* OBJECTIVE *
Pick out each line of the material below that contains the word "window", and list those lines.

* DATA FOR PROCESSING *
● ● ● ●

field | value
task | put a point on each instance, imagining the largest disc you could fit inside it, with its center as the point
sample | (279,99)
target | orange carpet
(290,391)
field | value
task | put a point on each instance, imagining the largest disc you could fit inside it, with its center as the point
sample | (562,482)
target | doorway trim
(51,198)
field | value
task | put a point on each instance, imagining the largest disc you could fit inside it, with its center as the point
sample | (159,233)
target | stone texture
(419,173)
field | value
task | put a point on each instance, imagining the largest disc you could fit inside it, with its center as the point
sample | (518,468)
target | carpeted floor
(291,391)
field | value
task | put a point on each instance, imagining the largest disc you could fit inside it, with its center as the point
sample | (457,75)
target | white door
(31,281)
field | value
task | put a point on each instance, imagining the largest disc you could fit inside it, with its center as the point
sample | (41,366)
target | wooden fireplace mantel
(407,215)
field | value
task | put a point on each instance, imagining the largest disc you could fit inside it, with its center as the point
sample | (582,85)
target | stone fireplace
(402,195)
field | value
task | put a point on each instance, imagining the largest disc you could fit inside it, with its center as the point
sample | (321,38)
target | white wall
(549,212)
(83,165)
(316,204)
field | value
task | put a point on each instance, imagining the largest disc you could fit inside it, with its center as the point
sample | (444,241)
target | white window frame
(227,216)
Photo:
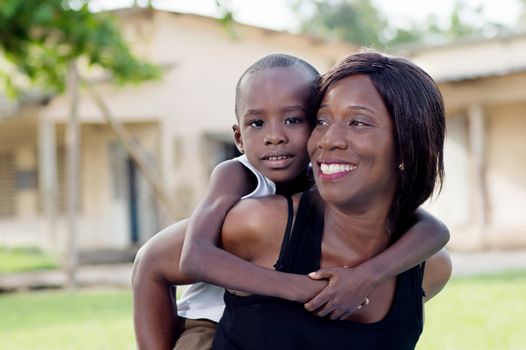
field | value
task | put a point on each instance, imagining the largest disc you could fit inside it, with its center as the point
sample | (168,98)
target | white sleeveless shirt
(203,300)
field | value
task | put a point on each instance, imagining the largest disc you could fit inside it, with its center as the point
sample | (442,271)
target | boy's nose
(274,139)
(275,136)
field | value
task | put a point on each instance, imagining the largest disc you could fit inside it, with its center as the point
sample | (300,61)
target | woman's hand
(346,292)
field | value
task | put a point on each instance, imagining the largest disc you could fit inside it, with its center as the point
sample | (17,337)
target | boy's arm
(348,287)
(154,312)
(203,260)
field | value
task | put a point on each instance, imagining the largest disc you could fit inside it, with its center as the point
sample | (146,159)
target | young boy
(274,124)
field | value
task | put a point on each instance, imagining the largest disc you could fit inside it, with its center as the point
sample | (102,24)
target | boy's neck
(300,183)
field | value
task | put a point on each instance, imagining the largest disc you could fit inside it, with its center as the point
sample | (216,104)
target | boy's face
(273,127)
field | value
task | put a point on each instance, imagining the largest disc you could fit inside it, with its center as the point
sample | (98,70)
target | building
(484,88)
(182,123)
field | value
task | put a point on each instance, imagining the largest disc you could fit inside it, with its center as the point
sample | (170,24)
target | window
(7,184)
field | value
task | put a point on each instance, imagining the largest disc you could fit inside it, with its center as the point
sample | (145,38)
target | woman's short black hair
(417,109)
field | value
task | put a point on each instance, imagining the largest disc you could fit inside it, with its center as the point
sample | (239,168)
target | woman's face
(352,147)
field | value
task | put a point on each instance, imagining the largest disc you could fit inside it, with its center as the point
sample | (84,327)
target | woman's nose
(333,138)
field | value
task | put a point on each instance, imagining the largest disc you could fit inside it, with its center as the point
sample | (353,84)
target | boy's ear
(238,140)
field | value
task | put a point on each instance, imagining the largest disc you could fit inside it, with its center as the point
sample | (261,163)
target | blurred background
(113,114)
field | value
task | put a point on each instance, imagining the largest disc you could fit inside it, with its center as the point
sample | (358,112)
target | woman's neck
(362,235)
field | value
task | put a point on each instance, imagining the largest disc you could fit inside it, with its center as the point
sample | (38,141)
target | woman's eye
(256,123)
(357,123)
(293,120)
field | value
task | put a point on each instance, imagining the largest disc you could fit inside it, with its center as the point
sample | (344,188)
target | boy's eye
(293,120)
(256,123)
(320,121)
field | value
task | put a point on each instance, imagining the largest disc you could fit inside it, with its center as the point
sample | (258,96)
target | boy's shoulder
(231,177)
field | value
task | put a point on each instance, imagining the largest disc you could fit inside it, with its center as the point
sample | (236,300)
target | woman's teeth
(329,169)
(278,157)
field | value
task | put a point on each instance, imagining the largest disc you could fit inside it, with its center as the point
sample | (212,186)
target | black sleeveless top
(259,322)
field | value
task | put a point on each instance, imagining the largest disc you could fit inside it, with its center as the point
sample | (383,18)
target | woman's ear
(238,140)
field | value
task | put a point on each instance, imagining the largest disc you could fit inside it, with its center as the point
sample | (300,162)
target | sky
(275,14)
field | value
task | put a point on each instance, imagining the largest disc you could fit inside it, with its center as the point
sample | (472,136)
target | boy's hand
(346,292)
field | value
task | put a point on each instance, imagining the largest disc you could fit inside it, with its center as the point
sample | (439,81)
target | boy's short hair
(277,60)
(417,110)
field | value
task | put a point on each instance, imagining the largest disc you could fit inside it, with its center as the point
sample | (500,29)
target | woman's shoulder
(437,272)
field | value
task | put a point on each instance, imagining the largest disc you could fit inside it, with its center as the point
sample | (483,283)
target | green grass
(24,259)
(87,319)
(483,313)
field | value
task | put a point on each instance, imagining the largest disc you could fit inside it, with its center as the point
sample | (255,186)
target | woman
(376,154)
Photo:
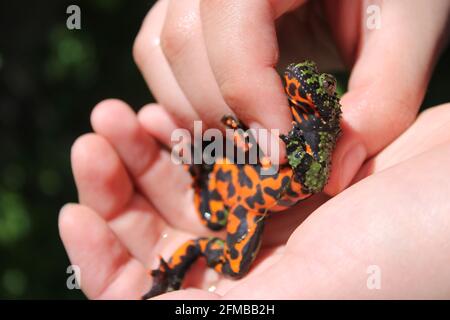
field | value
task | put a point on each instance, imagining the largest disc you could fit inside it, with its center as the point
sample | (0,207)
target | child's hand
(204,59)
(132,195)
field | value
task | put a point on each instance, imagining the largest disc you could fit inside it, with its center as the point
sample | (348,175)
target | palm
(137,205)
(132,211)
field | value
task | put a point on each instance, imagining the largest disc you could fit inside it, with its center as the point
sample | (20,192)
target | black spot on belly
(223,176)
(243,179)
(231,190)
(292,88)
(220,215)
(274,193)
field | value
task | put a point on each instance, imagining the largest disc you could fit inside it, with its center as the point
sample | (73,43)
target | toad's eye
(328,83)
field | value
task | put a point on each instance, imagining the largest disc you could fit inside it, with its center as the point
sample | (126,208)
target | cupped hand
(135,204)
(204,59)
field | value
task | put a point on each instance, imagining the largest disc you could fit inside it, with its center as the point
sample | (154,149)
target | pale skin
(135,204)
(396,218)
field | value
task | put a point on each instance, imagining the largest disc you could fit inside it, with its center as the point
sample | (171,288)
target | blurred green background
(50,78)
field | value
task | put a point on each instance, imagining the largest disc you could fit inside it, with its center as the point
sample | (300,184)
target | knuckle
(234,91)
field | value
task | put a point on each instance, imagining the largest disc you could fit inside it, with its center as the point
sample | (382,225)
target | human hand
(204,59)
(384,220)
(135,203)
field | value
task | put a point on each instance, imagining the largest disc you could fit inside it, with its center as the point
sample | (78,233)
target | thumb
(387,83)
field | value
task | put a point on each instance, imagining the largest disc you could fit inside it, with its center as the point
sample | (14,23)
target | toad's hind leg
(169,275)
(208,201)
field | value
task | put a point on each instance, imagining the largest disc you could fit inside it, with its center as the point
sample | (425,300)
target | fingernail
(350,164)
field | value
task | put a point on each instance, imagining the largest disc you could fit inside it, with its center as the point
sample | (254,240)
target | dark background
(50,78)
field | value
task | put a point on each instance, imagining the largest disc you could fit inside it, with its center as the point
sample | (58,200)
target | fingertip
(109,113)
(102,181)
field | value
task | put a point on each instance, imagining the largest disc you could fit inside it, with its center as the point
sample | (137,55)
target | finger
(242,53)
(158,123)
(102,182)
(104,186)
(385,234)
(164,183)
(428,131)
(155,69)
(107,271)
(183,46)
(385,94)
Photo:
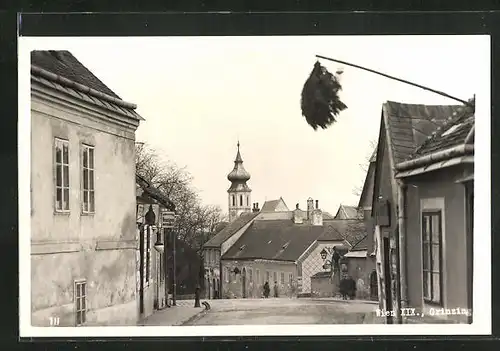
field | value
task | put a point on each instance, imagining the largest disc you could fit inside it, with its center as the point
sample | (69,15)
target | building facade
(438,203)
(83,239)
(404,128)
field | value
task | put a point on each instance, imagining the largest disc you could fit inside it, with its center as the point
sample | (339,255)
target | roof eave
(443,155)
(37,71)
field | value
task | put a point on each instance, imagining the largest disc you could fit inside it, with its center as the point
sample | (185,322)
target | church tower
(238,192)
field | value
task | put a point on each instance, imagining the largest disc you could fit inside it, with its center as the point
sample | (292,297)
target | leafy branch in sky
(320,102)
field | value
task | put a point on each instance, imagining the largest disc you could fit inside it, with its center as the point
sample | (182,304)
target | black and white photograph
(259,185)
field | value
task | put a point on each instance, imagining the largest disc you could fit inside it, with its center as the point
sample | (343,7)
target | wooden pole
(398,79)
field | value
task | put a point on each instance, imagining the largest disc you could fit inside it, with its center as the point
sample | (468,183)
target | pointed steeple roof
(238,174)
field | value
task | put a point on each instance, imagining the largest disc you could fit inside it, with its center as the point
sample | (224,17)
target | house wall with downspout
(439,187)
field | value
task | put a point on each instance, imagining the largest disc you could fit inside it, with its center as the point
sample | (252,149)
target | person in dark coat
(276,292)
(266,290)
(344,288)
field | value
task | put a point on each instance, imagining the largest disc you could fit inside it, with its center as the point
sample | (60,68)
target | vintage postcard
(279,185)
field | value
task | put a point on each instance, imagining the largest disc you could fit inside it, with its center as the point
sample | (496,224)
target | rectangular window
(88,200)
(62,175)
(81,302)
(432,256)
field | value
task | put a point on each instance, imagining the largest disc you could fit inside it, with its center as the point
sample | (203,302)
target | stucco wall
(226,245)
(360,269)
(385,189)
(440,186)
(233,286)
(65,247)
(321,286)
(312,263)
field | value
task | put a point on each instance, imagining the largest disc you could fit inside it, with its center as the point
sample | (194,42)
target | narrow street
(287,311)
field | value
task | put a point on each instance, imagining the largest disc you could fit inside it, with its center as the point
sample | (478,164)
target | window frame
(83,301)
(86,151)
(428,247)
(64,188)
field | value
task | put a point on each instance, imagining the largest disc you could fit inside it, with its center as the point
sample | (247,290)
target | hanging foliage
(320,102)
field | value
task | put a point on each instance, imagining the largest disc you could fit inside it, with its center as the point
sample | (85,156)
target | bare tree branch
(196,222)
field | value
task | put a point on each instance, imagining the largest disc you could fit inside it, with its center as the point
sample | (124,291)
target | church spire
(239,192)
(238,174)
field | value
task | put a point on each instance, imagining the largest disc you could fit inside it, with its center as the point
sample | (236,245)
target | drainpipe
(402,244)
(470,135)
(460,150)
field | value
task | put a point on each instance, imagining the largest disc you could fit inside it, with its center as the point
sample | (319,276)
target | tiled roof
(327,215)
(64,64)
(351,230)
(347,212)
(154,193)
(453,133)
(361,245)
(230,229)
(409,125)
(270,206)
(280,240)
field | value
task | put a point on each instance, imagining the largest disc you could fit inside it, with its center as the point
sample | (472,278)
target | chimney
(310,207)
(317,215)
(298,216)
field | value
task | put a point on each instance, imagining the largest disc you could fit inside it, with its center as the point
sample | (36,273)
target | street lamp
(323,254)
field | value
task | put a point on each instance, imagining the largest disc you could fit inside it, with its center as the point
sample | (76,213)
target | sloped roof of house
(64,64)
(409,125)
(271,205)
(347,212)
(361,245)
(154,193)
(322,274)
(350,230)
(283,240)
(280,240)
(230,229)
(61,71)
(326,215)
(452,133)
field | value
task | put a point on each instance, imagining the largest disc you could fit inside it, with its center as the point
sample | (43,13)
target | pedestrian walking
(266,290)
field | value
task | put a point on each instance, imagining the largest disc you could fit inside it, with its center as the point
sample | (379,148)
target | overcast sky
(198,95)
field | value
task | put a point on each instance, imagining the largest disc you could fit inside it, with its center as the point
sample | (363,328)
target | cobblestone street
(287,311)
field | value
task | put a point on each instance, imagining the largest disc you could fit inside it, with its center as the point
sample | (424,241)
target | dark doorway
(373,286)
(387,278)
(244,282)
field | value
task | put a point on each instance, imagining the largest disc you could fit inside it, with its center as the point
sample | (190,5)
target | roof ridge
(360,240)
(450,121)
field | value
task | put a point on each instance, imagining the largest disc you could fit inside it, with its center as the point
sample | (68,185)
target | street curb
(345,301)
(193,318)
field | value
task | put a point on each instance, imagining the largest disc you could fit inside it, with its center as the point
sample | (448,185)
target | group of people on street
(267,289)
(347,289)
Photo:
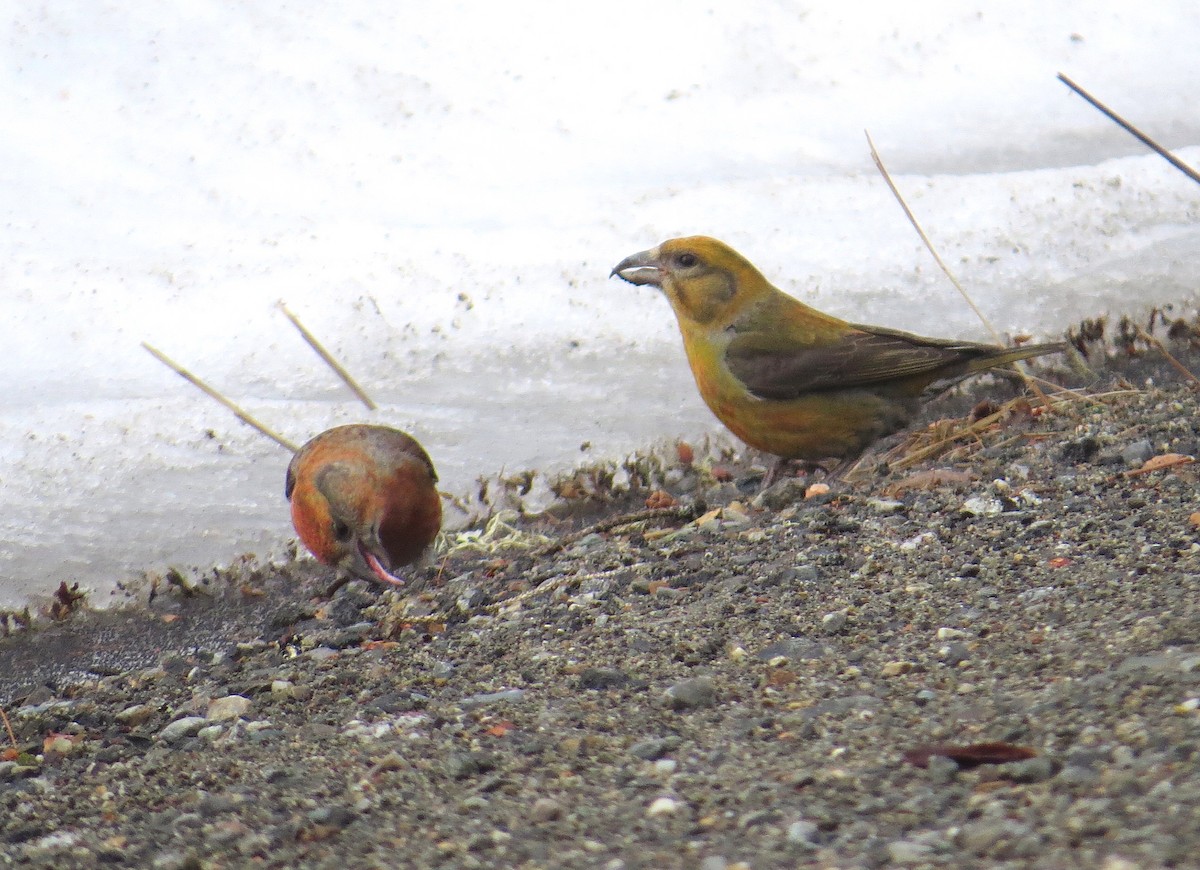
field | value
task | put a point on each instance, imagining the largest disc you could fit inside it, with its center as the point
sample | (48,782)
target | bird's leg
(342,580)
(773,473)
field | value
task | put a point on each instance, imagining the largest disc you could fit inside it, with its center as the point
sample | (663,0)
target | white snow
(439,191)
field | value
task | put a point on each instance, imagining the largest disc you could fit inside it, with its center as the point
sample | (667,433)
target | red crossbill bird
(364,499)
(786,378)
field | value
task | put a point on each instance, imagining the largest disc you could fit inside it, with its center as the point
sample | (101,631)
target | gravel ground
(737,690)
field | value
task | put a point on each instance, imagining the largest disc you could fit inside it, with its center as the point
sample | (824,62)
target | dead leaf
(928,480)
(971,755)
(816,490)
(1157,463)
(659,499)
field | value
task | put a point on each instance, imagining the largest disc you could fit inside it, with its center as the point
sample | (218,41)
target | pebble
(983,505)
(1029,769)
(491,697)
(546,810)
(228,707)
(895,669)
(598,678)
(909,852)
(1135,455)
(135,715)
(802,832)
(664,807)
(833,623)
(654,748)
(183,729)
(691,694)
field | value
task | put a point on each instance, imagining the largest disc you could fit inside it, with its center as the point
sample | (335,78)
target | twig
(213,394)
(929,246)
(12,737)
(685,513)
(328,358)
(1133,131)
(1170,358)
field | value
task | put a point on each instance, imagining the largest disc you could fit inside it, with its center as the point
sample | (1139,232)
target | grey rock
(1135,455)
(183,729)
(691,694)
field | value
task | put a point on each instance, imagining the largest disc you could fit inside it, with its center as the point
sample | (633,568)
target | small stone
(981,505)
(654,748)
(598,678)
(492,697)
(954,654)
(691,694)
(909,852)
(802,832)
(942,769)
(228,707)
(833,623)
(135,715)
(1029,771)
(181,729)
(1135,455)
(282,688)
(780,495)
(665,767)
(895,669)
(546,810)
(664,807)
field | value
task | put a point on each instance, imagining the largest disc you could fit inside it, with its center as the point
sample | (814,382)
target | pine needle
(1133,131)
(12,737)
(245,417)
(328,358)
(1170,358)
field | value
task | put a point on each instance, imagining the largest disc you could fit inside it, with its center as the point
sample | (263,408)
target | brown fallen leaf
(660,499)
(816,490)
(1157,463)
(928,480)
(971,755)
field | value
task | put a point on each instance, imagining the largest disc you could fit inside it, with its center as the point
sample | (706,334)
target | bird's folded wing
(857,359)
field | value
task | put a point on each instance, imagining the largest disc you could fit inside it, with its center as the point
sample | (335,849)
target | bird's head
(364,499)
(346,516)
(706,280)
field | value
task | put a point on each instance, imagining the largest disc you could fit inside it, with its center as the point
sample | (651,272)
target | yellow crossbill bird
(364,499)
(786,378)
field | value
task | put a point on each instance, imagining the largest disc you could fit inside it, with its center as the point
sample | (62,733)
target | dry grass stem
(941,264)
(245,417)
(328,358)
(1170,358)
(1133,131)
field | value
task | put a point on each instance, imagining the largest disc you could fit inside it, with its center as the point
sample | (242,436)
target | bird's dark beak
(640,269)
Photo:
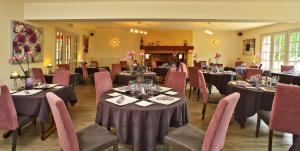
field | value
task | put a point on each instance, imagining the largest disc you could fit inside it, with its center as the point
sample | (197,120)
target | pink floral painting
(27,38)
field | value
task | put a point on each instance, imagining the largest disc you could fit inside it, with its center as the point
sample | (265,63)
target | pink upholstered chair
(94,64)
(61,77)
(238,63)
(116,68)
(218,65)
(285,68)
(284,116)
(85,74)
(153,64)
(168,74)
(123,63)
(103,83)
(93,137)
(8,116)
(251,72)
(191,138)
(183,68)
(176,81)
(204,92)
(194,80)
(38,74)
(64,66)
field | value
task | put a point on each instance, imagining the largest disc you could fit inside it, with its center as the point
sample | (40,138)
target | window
(294,50)
(66,48)
(279,49)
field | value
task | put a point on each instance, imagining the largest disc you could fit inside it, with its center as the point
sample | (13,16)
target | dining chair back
(123,63)
(116,68)
(153,64)
(176,81)
(85,74)
(64,66)
(251,72)
(168,75)
(66,131)
(94,64)
(103,83)
(61,77)
(285,68)
(194,77)
(8,114)
(218,126)
(238,63)
(38,74)
(183,68)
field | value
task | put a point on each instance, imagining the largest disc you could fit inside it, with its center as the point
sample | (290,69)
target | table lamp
(15,75)
(49,66)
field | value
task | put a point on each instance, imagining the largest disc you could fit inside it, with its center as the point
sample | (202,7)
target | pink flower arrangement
(218,55)
(19,59)
(130,54)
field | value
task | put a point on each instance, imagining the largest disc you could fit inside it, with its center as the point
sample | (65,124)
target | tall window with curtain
(294,50)
(280,49)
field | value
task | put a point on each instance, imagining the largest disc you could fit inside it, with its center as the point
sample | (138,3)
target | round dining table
(123,77)
(251,100)
(142,127)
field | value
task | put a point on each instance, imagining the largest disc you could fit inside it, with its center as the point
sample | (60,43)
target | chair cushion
(187,137)
(265,116)
(95,138)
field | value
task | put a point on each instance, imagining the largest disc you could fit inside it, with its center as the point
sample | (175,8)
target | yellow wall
(102,50)
(256,33)
(227,44)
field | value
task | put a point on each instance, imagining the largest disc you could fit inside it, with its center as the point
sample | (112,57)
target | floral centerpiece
(217,57)
(22,58)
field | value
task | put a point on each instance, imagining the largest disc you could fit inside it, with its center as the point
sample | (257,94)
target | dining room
(149,75)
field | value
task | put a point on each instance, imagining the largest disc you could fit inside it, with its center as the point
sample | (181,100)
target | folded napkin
(171,93)
(144,103)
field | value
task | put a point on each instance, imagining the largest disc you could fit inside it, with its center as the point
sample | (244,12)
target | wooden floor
(84,112)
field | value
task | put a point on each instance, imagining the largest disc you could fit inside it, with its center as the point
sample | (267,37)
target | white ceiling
(262,1)
(151,25)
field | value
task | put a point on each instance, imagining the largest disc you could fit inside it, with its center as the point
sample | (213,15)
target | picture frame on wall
(26,38)
(249,46)
(85,43)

● ● ● ●

* REPLY TO THE EXERCISE *
target | white window frame
target | window
target | rectangular window
target | window frame
target | window
target | tall window with curtain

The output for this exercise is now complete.